#### [Page text]
□ □ □ □
Away in a manger (1:57)

Joy played the piano and celesta, and we both arranged the violin and cello parts. (Whisper it quietly: they’re sampled strings, but not too bad for all that…)

(We’ve left out two tracks from the CD we’re giving to family, mostly due to copyright issues (e.g. the song is still within copyright), but we hope you don’t mind this time around.)

These tracks are free to download, and are licensed under a Creative Commons Attribution-Noncommercial-Share Alike 2.0 UK: England & Wales License. We hope you enjoy them, and ask for only one thing in return: if you download these and enjoy them, please visit the contact form on this site and let me know, as we’re thinking of expanding and improving on these recordings to produce a “proper” Christmas CD for sale next year. (Alternatively, if you downloaded these tracks and they weren’t to your satisfaction, please let us know as well (preferably constructively!), so we know where we might be able to improve.

In the meantime, have a very happy Christmas, and best wishes for a peaceful and successful New Year 2010 (if I don’t manage to come back here before then)!

Creative Commons License
…amid the winter snow… by Tim and Joy Walker is licensed under a Creative Commons Attribution-Noncommercial-Share Alike 2.0 UK: England & Wales License.
Based on a work at www.sidingsound.co.uk.

Recording update, mainly

Posted under Music by tim at 07:43 No Comments »

A quick note before I really start getting ready for work (what, it’s the 19th August? where is this year going?), to mention that I’ve been recording some new parts this week for one of the tracks for the prospective Christmas CD that Joy and I are working on when we have time.

The track in question (It Came Upon The Midnight Clear) was begun last month, with two electric dulcimer parts from me, and this week I’ve added two electric guitars and bass guitar, as well as two MIDI guitar parts in Logic (“Hammond organ” and “upright bass”).

It’s quite listenable at this stage, though I haven’t decided whether to keep the MIDI upright bass or the electric bass yet, and I’d like to find time for Joy to play piano on the track, so there’s a bit further to go yet. Still, that’s progress of a sort, eh?

Of matters audible and sartorial

Posted under Dulcimer, Guitar, Music by tim at 12:49 No Comments »

It’s an overcast Monday lunchtime (with the sun making heroic, and occasionally successful, attempts to pierce the gloom), and I might actually pluck up the courage in a few minutes to take a constitutional round the block.

Until then, I’m sat in a corner of the canteen with my N95 and Apple keyboard, to bring you a couple of updates and thoughts (which I’ll try and keep brief):

  • Yesterday evening, I recorded the very first parts for the Christmas CD project I referred to a few days ago (and this is the last time I’ll say this: yes, I know it’s late July, but if I don’t start now, we’ll never get this done for December!). It wasn’t much in the end: just some basic electric dulcimer parts for “Joy To The World” and ” It Came Upon The Midnight Clear”, but enough to build upon over the coming weeks.
    The CD is likely to be a “mini-album”, with six or possibly seven tracks, but some of the tracks themselves may well run to well over 3-4 minutes, so the runtime may not be that far short of some “full” albums out there. Watch my Twitter feed (as well as this blog) for further details as they come.
  • Just in passing: I am trying hard to give Stephen Moffatt and the new Doctor Who team the benefit of the doubt. Stephen is responsible for some of the finest moments of the regenerated (!) series, and I know he and his team realise how high the bar has been raised, and has to stay. I can just about trust the casting of 26-year-old Matt Smith, and again am willing to give him a chance as the Doctor.
□ □ □ □
#### [Entries shown]
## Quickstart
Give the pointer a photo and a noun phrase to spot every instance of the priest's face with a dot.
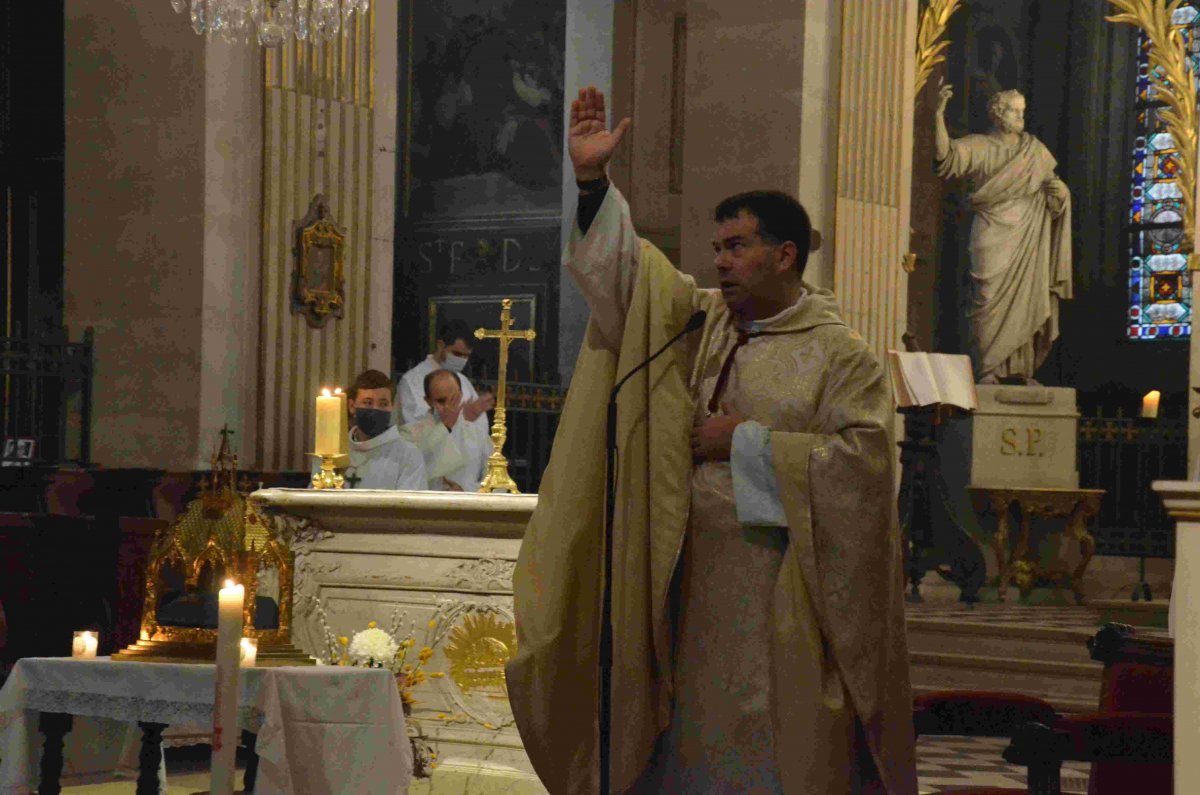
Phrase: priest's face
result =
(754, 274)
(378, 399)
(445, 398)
□ □ □ □
#### [Exercise objective]
List every Christmas song title that the blog excerpt mentions.

#### [Answer to this exercise]
- Away in a manger
- It Came Upon The Midnight Clear
- Joy To The World